- Goal -
Copy out verbatim the lines of the listing below, beginning with the line that contains "compact like (112,228)." and continuing through the final line of the listing.

-- start Dataset rows --

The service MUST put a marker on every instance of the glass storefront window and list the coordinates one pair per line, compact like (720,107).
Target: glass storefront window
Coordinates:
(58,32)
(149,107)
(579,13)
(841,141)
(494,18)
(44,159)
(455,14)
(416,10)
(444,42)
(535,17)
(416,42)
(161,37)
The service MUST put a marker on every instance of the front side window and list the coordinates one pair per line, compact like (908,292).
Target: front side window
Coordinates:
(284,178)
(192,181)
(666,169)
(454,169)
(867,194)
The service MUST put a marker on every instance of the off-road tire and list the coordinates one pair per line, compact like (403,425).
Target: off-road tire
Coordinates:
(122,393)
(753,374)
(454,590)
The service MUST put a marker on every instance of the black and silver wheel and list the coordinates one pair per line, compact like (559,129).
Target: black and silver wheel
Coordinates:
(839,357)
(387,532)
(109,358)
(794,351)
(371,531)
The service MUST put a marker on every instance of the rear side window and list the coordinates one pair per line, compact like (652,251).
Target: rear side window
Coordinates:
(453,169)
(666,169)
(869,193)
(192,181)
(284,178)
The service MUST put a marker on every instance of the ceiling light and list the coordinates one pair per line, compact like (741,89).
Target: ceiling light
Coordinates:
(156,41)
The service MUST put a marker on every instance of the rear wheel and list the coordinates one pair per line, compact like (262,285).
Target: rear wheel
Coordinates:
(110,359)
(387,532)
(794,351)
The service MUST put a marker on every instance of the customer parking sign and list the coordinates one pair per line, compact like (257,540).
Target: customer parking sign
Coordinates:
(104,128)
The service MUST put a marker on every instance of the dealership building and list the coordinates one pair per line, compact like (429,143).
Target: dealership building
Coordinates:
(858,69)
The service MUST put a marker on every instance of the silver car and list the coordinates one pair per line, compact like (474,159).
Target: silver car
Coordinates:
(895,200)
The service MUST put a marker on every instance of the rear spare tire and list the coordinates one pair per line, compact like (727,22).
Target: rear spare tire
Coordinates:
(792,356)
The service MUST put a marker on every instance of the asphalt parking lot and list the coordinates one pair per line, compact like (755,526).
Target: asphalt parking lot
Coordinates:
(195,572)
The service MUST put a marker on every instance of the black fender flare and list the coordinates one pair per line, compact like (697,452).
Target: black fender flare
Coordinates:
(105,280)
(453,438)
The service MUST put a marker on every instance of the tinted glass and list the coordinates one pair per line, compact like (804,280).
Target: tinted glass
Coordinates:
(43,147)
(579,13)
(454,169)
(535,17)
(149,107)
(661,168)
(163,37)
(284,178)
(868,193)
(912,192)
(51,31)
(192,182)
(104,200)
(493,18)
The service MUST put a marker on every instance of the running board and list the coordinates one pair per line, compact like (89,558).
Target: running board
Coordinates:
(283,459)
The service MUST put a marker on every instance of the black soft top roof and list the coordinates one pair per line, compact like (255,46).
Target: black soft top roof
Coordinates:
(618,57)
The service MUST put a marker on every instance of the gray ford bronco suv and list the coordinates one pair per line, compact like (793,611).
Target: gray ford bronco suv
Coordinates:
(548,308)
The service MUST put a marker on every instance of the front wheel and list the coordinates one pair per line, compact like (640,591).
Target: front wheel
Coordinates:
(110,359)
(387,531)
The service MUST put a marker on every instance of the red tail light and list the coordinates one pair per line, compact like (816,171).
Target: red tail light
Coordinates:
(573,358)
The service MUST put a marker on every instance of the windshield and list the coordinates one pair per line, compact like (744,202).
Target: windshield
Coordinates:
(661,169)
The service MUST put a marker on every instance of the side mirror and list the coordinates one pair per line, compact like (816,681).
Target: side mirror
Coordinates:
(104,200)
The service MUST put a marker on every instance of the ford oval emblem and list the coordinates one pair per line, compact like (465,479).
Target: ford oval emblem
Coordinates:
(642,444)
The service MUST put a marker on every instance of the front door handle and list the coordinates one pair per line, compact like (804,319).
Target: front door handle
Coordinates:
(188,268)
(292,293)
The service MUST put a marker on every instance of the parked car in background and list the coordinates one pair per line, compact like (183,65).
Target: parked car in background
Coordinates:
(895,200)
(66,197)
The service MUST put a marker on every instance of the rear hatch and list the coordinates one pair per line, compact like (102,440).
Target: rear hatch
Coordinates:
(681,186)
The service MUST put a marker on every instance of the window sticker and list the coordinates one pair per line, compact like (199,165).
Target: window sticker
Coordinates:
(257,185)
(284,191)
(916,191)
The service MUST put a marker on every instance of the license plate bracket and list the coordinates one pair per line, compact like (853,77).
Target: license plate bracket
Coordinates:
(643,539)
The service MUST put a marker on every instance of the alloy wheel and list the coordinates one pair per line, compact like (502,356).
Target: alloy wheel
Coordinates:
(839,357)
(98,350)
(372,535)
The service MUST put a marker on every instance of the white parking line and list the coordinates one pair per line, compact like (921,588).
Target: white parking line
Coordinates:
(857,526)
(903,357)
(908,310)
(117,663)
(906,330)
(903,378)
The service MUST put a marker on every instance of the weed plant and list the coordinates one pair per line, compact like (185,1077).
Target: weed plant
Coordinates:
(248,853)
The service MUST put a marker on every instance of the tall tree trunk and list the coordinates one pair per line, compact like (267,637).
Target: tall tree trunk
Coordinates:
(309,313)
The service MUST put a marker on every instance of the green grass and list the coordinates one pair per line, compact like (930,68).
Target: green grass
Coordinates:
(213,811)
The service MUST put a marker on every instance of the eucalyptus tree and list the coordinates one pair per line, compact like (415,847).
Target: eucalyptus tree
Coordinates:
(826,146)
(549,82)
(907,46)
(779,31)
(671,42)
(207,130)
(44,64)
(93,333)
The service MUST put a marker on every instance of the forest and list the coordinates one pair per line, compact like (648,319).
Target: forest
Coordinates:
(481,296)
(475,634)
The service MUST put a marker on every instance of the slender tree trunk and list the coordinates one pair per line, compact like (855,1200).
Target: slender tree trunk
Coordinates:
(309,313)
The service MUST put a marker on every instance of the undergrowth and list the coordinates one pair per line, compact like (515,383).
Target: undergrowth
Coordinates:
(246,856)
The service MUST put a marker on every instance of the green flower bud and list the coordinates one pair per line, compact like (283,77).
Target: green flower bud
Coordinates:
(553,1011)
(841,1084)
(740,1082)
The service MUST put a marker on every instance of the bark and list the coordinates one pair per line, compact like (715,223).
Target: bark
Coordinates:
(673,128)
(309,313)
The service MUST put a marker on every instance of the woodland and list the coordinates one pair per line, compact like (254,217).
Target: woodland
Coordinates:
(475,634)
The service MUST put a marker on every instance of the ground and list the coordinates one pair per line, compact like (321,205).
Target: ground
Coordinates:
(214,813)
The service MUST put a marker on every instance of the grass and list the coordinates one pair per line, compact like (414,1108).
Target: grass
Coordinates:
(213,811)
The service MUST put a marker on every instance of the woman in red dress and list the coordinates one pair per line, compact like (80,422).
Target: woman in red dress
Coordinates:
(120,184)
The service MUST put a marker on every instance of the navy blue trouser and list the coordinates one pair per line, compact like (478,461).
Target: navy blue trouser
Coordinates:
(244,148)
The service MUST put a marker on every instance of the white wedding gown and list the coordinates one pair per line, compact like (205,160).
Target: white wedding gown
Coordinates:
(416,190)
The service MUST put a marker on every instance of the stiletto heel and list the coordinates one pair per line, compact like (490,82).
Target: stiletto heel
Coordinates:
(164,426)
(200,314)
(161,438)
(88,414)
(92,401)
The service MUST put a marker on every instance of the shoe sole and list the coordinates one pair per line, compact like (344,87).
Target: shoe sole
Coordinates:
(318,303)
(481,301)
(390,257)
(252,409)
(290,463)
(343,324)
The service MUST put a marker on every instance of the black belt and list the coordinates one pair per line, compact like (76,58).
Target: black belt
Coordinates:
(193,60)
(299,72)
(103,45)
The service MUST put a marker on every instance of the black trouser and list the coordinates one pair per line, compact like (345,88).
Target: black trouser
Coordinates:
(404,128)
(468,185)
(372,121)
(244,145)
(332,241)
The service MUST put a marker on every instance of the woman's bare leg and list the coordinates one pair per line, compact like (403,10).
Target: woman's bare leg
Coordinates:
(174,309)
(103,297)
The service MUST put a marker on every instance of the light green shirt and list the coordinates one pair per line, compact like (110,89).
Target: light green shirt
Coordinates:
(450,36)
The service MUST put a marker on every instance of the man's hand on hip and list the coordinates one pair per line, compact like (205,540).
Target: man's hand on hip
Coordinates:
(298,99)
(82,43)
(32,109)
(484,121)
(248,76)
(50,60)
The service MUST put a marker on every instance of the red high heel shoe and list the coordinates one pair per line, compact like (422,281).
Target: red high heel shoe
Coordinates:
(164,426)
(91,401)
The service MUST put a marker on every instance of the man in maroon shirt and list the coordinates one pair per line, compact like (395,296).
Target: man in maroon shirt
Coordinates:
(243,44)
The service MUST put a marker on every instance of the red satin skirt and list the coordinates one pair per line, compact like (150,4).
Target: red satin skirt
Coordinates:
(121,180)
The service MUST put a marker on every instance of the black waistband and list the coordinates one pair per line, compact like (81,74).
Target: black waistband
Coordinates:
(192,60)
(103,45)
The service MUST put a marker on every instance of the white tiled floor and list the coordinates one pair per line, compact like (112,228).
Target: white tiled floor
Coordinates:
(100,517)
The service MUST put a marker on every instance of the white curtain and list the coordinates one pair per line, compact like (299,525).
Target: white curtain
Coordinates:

-- end Dataset rows --

- Solution -
The service MUST put a marker on every instance of the white tiled floor and list the coordinates one pair per line, compact like (112,228).
Target: white tiled floor
Coordinates:
(100,517)
The service MUST put a marker on every instance of the white curtain and list the coordinates one pair per line, compact like (299,525).
Target: white curtain
Coordinates:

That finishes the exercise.